Given text:
────
Isabel had a pleasant voyage out to Brazil, and witnessed for the first time the ceremonies of “crossing the Line,” Neptune, and the tubbing, shaving, climbing the greasy pole, sack races, and all the rest of it. When the ship arrived at Pernambuco, on August 27, Isabel found all the letters she had written to her husband since they had parted at Lisbon accumulated at the post-office. This upset her so much that, while the other passengers were dancing and making merry, she stole on deck and passed the evening in tears, or, to use her own phrase, she had “a good boohoo in the moonlight.”
A few days later the ship reached Rio de Janeiro. Burton came on board to meet her, and she had the joy of personally delivering the overdue letters into his hands.
They stayed five or six weeks in Rio, at the Estrangeiros Hotel, and enjoyed a good deal of society, and made several excursions into the country round about. They were well received by the European society of the place, which was chiefly naval and diplomatic. This was pleasant for Isabel, who could never quite accommodate herself to the somewhat second-rate position to which the English Consul and his wife are generally relegated by foreign courts (more so then than now). Isabel was always sensitive about the position abroad of her husband and herself. In the ordinary way, at many foreign capitals, the consul and his wife are not permitted to attend court, and the line of demarcation between the Consular and Diplomatic service is rigidly drawn. But Isabel would have none of this, and she demanded and obtained the position which belonged to her by birth, and to her husband by reason of his famous and distinguished public services. Burton himself cared nothing for these things, and his wife only cared for them because she had an idea they would help him on in his career. That her efforts in this direction did help him there is no doubt; but in some ways they may have hindered too, for they aroused jealousy in certain small minds among his colleagues in the Consular service, who disliked to see the Burtons taking a social position superior to their own. The fact is that both Richard Burton and his wife were simply thrown away in the Consular service; they were too big for their position, in energy, in ability, in every way. They had no field for their activities, and their large and ardent natures perpetually chafed at the restraints and petty annoyances resulting from their semi-inferior position. Except at Damascus, they were round pegs in square holes. Burton was not of the stuff to make a good consul; and the same, relatively speaking, may be said of his wife. They were both of them in a false position from the start.
────
Given data:
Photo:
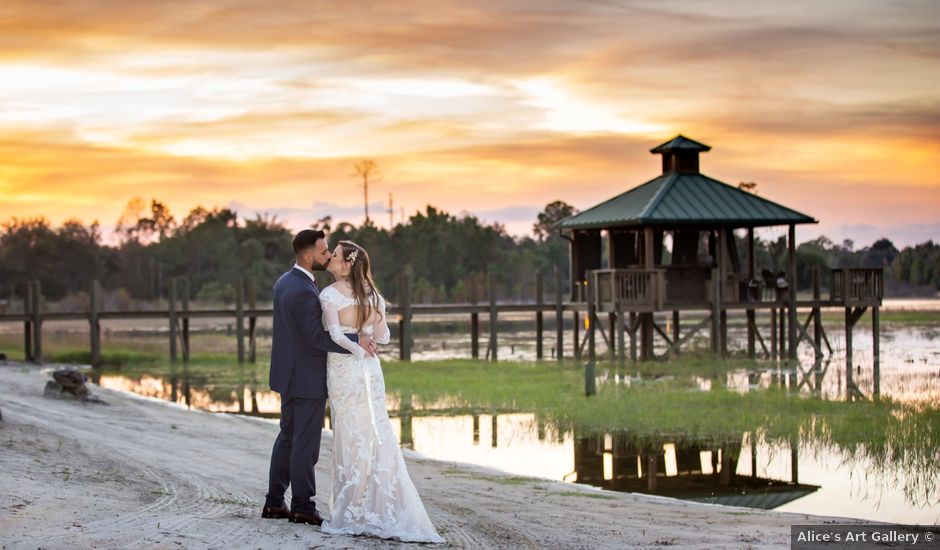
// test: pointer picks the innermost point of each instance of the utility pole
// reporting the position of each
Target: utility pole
(364, 168)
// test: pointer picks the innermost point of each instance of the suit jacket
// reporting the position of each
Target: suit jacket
(299, 341)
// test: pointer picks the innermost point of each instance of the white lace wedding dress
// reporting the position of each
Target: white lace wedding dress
(372, 492)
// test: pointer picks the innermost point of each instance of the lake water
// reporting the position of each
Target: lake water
(738, 471)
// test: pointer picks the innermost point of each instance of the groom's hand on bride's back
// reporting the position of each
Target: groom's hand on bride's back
(366, 343)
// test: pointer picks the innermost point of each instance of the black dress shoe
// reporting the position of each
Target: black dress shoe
(275, 512)
(312, 518)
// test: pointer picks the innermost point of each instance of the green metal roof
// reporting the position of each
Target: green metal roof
(684, 198)
(680, 143)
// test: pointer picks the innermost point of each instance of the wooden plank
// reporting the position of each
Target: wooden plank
(539, 352)
(876, 350)
(240, 320)
(716, 311)
(406, 315)
(93, 324)
(559, 317)
(791, 293)
(494, 344)
(172, 319)
(184, 302)
(37, 321)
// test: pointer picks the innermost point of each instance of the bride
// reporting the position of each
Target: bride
(372, 492)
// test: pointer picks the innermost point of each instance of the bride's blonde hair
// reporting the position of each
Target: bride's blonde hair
(361, 281)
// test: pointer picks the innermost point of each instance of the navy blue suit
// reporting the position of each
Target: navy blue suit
(298, 372)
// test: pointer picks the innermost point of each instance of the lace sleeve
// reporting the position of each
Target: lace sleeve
(331, 324)
(381, 334)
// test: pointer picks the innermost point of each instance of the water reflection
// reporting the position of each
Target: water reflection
(703, 471)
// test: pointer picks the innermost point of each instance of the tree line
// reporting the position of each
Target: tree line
(449, 257)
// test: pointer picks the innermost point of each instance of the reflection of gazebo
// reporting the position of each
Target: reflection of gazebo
(670, 246)
(682, 469)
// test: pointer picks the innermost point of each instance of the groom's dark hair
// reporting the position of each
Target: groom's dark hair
(307, 238)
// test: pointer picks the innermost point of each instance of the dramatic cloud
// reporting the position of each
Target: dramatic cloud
(494, 108)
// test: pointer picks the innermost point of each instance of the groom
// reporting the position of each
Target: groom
(298, 372)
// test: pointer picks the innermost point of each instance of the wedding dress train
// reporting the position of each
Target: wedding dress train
(372, 492)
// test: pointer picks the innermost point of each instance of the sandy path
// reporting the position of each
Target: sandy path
(142, 474)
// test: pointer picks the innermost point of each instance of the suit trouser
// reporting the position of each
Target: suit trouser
(295, 454)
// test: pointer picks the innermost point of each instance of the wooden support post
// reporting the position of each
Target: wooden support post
(240, 318)
(171, 302)
(538, 316)
(577, 333)
(94, 324)
(792, 288)
(38, 303)
(559, 317)
(28, 323)
(252, 323)
(849, 363)
(494, 432)
(716, 312)
(474, 321)
(589, 382)
(633, 328)
(794, 462)
(184, 303)
(494, 344)
(753, 456)
(405, 333)
(723, 321)
(876, 350)
(817, 314)
(675, 331)
(612, 336)
(773, 333)
(621, 350)
(750, 334)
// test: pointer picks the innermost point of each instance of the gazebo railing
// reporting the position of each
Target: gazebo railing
(857, 285)
(633, 288)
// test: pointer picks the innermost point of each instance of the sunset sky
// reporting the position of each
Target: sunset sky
(491, 107)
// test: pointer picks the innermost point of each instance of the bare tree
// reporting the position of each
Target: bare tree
(365, 169)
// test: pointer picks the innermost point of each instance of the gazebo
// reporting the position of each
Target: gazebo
(670, 246)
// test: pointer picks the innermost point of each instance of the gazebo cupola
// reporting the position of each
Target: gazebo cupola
(680, 155)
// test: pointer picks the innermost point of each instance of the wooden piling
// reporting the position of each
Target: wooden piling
(37, 321)
(876, 350)
(94, 324)
(817, 314)
(538, 316)
(577, 334)
(474, 321)
(172, 314)
(493, 319)
(252, 323)
(675, 330)
(716, 312)
(240, 318)
(621, 351)
(750, 334)
(405, 333)
(589, 369)
(559, 317)
(791, 294)
(184, 302)
(633, 330)
(28, 323)
(773, 333)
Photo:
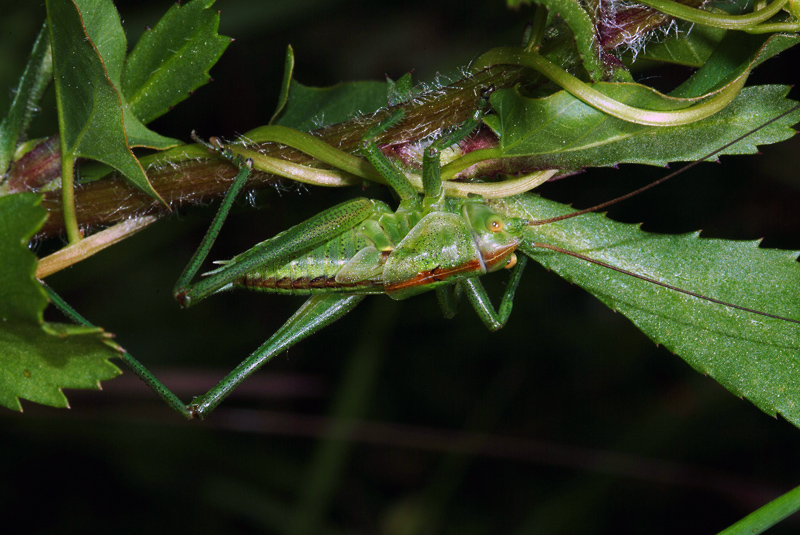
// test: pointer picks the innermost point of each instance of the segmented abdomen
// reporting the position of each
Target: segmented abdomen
(314, 272)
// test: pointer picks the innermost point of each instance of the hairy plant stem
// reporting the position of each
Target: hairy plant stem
(191, 175)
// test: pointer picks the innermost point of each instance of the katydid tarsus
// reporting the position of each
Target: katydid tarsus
(362, 247)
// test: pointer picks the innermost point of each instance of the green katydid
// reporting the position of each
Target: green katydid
(362, 247)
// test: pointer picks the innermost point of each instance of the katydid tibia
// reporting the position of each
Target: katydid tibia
(362, 247)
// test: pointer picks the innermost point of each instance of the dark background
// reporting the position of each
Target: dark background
(567, 421)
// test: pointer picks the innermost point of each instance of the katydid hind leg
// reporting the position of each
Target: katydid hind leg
(315, 314)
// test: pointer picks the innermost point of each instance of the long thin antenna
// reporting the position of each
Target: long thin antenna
(665, 178)
(659, 283)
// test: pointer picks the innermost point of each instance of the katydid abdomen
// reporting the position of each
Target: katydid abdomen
(394, 253)
(316, 271)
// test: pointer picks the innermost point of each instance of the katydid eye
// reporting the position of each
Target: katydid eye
(512, 261)
(495, 224)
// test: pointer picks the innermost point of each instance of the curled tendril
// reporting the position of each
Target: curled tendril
(698, 109)
(750, 22)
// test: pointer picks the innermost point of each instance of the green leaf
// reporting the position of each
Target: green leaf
(38, 359)
(92, 121)
(36, 365)
(582, 27)
(310, 108)
(288, 72)
(560, 131)
(172, 59)
(21, 297)
(749, 354)
(37, 76)
(736, 53)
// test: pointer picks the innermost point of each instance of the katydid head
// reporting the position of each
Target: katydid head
(497, 237)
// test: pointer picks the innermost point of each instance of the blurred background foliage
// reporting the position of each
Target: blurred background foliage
(567, 421)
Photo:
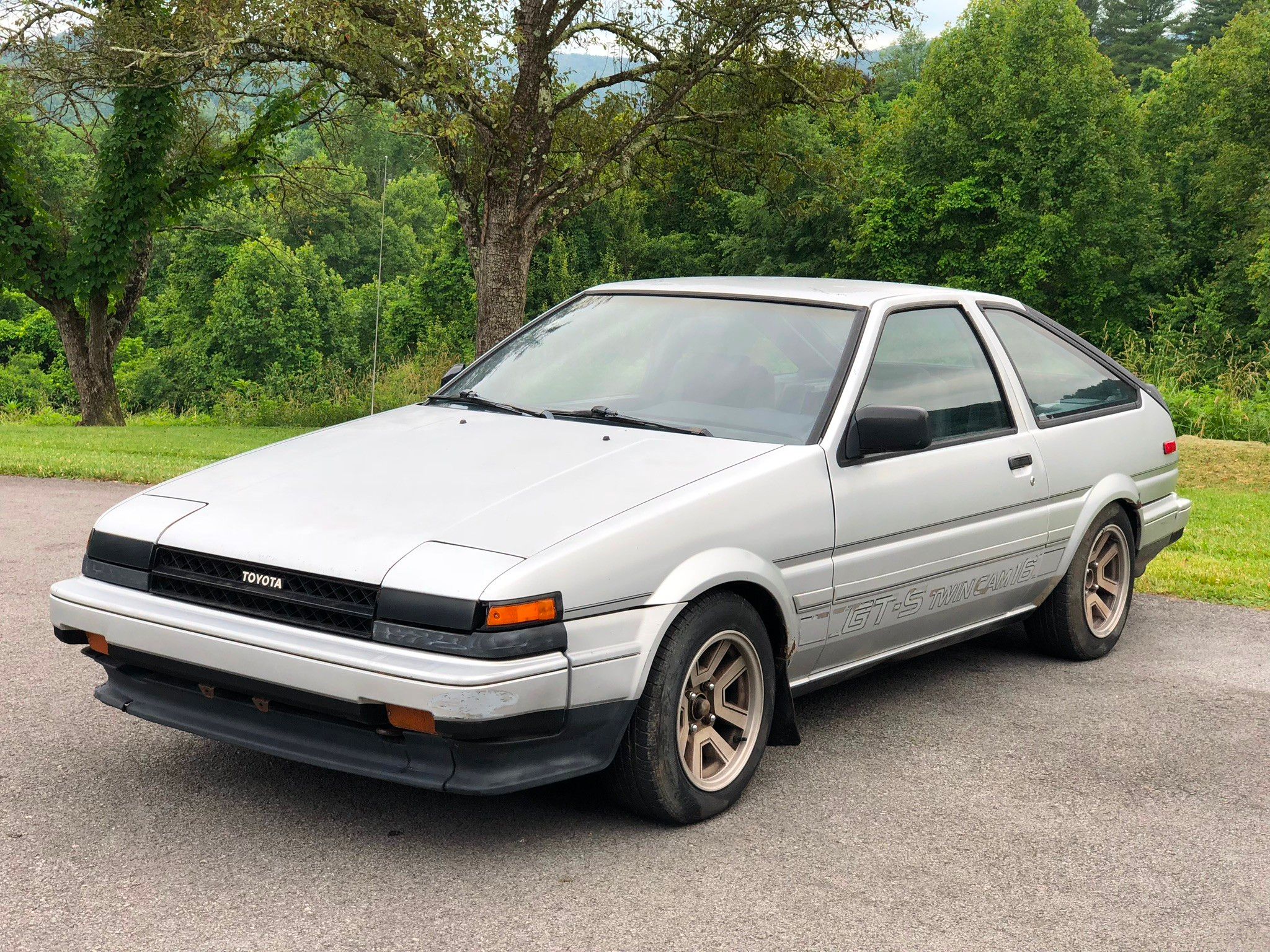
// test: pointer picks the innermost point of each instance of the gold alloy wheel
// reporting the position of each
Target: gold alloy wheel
(1106, 580)
(721, 710)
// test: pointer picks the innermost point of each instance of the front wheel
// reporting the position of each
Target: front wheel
(1083, 616)
(701, 724)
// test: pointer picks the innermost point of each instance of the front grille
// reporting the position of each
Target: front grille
(305, 601)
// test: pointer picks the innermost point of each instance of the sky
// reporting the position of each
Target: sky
(931, 18)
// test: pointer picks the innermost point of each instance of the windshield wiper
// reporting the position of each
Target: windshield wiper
(470, 398)
(603, 413)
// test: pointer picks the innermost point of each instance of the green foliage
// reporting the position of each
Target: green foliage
(265, 315)
(1014, 168)
(1006, 156)
(1208, 18)
(1139, 35)
(1208, 135)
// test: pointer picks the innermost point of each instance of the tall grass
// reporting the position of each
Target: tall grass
(1220, 390)
(333, 395)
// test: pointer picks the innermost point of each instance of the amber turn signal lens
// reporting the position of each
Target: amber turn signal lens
(541, 610)
(411, 719)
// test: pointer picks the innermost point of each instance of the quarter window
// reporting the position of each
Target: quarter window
(1060, 379)
(933, 358)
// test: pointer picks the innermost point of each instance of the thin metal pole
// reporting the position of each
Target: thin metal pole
(379, 284)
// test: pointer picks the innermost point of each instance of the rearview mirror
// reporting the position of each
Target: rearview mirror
(890, 430)
(453, 372)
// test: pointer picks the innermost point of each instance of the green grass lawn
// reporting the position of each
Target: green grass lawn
(141, 454)
(1225, 555)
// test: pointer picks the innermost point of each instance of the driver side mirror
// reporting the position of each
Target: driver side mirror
(887, 430)
(451, 374)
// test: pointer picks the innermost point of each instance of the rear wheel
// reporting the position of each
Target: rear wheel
(1083, 617)
(701, 724)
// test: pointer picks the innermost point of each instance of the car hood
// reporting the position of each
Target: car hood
(351, 500)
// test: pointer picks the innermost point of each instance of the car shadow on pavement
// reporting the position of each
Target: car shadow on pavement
(218, 782)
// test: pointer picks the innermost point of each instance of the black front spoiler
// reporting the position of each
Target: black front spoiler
(587, 743)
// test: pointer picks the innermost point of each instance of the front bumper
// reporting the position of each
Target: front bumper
(587, 742)
(590, 694)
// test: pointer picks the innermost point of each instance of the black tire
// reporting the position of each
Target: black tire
(648, 776)
(1060, 627)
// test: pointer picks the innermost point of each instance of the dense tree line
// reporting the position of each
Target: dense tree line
(1114, 174)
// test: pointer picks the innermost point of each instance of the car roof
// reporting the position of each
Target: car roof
(838, 291)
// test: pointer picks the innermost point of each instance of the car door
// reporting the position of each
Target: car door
(938, 540)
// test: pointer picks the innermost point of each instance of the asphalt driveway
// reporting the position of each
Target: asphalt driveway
(977, 798)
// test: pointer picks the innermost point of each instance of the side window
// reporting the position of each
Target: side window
(1059, 377)
(931, 358)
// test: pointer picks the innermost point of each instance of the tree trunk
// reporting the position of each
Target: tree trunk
(91, 359)
(99, 400)
(500, 265)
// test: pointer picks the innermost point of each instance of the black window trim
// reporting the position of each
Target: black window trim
(843, 461)
(1081, 346)
(832, 395)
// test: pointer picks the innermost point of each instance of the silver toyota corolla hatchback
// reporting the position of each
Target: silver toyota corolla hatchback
(630, 535)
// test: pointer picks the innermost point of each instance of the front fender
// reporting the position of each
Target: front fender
(722, 566)
(1110, 489)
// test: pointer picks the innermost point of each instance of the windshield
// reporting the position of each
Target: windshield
(742, 369)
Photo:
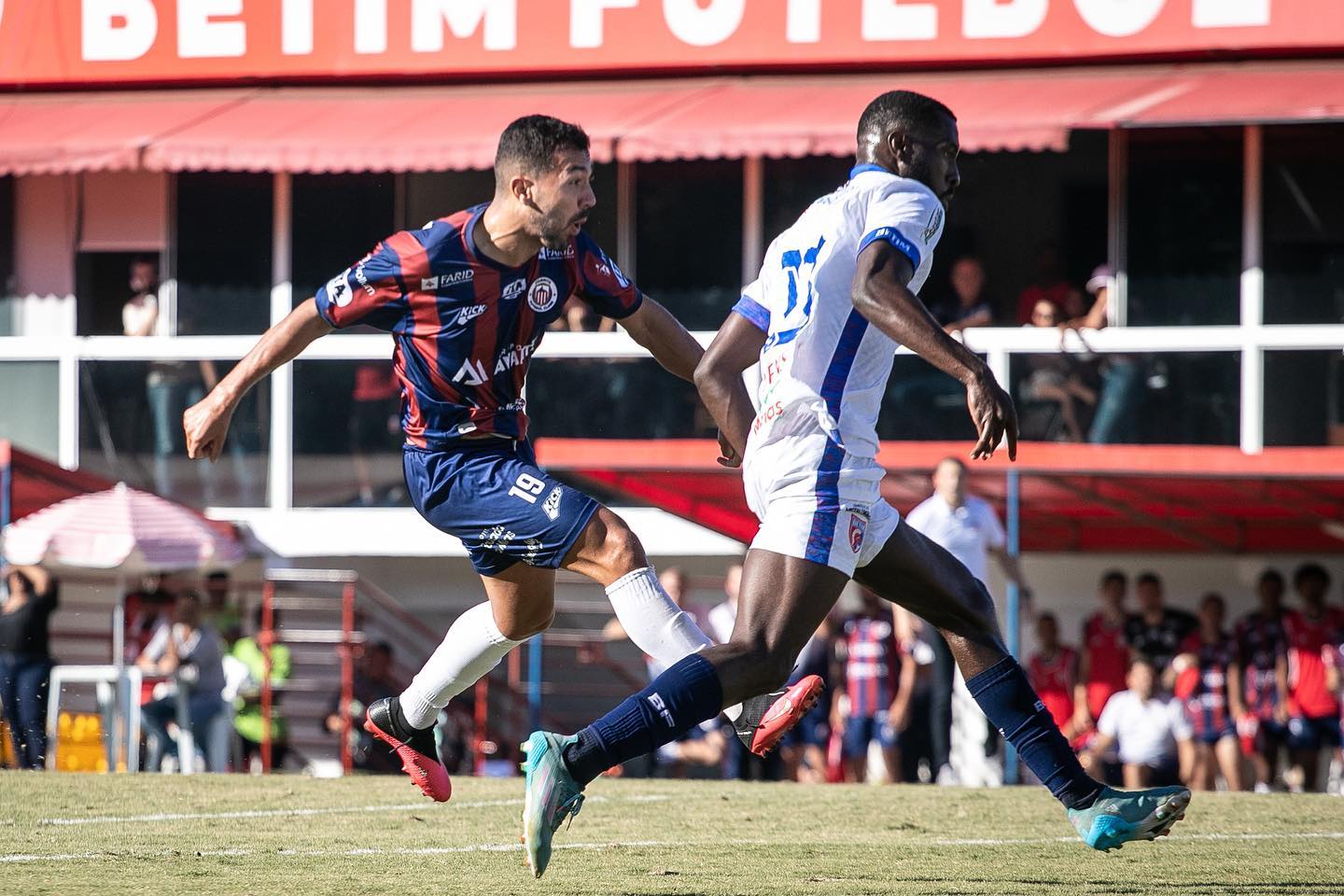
────
Tasks for this exercise:
(1) List every country or city named in the passage about Isabel's voyage to Brazil.
(2) Translate this sentence from the passage about Isabel's voyage into Spanish: "Burton came on board to meet her, and she had the joy of personally delivering the overdue letters into his hands."

Outputs by task:
(1)
Brazil
Lisbon
Pernambuco
Rio de Janeiro
Damascus

(2) Burton subió a bordo para recibirla, y ella tuvo la alegría de poner en persona las cartas atrasadas en sus manos.